What is asked:
Can you transcribe every record below exactly as it appears?

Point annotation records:
* Start *

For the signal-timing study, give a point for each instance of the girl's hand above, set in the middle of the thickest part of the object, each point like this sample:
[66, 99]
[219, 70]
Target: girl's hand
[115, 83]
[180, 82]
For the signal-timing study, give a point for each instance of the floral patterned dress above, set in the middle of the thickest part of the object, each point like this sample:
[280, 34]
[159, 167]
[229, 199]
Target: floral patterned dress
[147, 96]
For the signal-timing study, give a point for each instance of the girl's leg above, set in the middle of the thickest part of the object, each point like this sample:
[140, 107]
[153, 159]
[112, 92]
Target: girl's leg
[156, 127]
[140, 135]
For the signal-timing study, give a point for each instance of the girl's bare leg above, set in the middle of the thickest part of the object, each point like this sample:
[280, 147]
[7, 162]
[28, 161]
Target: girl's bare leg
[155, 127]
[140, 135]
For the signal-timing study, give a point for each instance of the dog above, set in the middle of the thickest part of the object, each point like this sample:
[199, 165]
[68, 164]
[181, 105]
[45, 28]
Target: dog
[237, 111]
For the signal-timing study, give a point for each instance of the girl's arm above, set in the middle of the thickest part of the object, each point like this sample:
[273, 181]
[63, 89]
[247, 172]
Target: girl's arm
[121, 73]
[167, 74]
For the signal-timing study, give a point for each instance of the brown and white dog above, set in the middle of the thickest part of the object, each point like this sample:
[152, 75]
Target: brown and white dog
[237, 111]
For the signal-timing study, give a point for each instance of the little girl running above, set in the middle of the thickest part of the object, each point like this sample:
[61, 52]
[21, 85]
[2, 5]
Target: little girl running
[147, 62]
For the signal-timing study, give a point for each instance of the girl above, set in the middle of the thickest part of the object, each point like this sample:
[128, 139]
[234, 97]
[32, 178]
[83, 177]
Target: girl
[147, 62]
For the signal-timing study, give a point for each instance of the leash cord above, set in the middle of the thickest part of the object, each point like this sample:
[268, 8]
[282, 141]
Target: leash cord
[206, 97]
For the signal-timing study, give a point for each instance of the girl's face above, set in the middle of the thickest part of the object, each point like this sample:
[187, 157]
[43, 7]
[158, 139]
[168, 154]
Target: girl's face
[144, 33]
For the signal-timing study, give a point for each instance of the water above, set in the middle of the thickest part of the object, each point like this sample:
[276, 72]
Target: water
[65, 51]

* End *

Solution for this task:
For the signal-timing study, give a point for each instance of the girl's hand above, set in the middle of the thickest part of the object, each point like this sample:
[66, 99]
[219, 70]
Target: girl's hand
[115, 83]
[180, 82]
For the signal-timing study, give a point for each instance of the floral patterned dress above, set in the middle of the thickest part of the object, each point like this sample:
[280, 34]
[159, 167]
[229, 199]
Target: floral patterned dress
[147, 96]
For the signal-timing study, give a point for each instance of the girl's leg above, set in the middle of the thickest part of the object, each point like this sample:
[140, 107]
[153, 159]
[112, 92]
Target: girl's leg
[156, 127]
[140, 135]
For the signal-timing study, give a point for each instance of the girl's bare leg above, set in the middle of the thickest part of the object, each point like this sample:
[280, 147]
[7, 162]
[28, 161]
Target: girl's bare leg
[155, 127]
[140, 135]
For the signal-timing study, give a point for each instance of the dog above, set in the middle of the thickest part of the object, each point like this sample:
[199, 165]
[68, 164]
[181, 105]
[45, 28]
Target: dog
[237, 111]
For the signal-timing study, give a point for each instance of the girl's arm above, set in the middle of the thickest part of the object, each point like this sample:
[273, 181]
[63, 89]
[247, 172]
Target: girl's arm
[121, 73]
[167, 74]
For the signal-timing study, give a point for each instance of the brown and white dog above, set in the middle of the thickest part of the object, each point like this sample:
[152, 75]
Target: brown and white dog
[237, 111]
For the signal-timing study, give a point for each instance of the little girl running above, set in the middle of the thickest part of the object, each point like this sample:
[61, 52]
[21, 85]
[2, 5]
Target: little girl running
[147, 62]
For the signal-timing study, give a point for each instance of the girl above, set in the middle of the thickest part of the object, each point like this sample:
[128, 139]
[234, 97]
[32, 178]
[83, 177]
Target: girl
[147, 62]
For the signal-timing study, give a point for each instance of the leash cord above, set in the middle of the thickest part of the object, each point like this sample:
[268, 8]
[282, 141]
Target: leash cord
[206, 97]
For the signal-timing study, give a point for each instance of the girl's face above, set in the middle of the thickest part of the object, each point like this sample:
[187, 157]
[43, 7]
[158, 139]
[168, 154]
Target: girl's face
[144, 33]
For the signal-timing study, give a point for each instance of the water above, set in the middle of the thickest part of the object, each point like this sample:
[276, 72]
Target: water
[65, 51]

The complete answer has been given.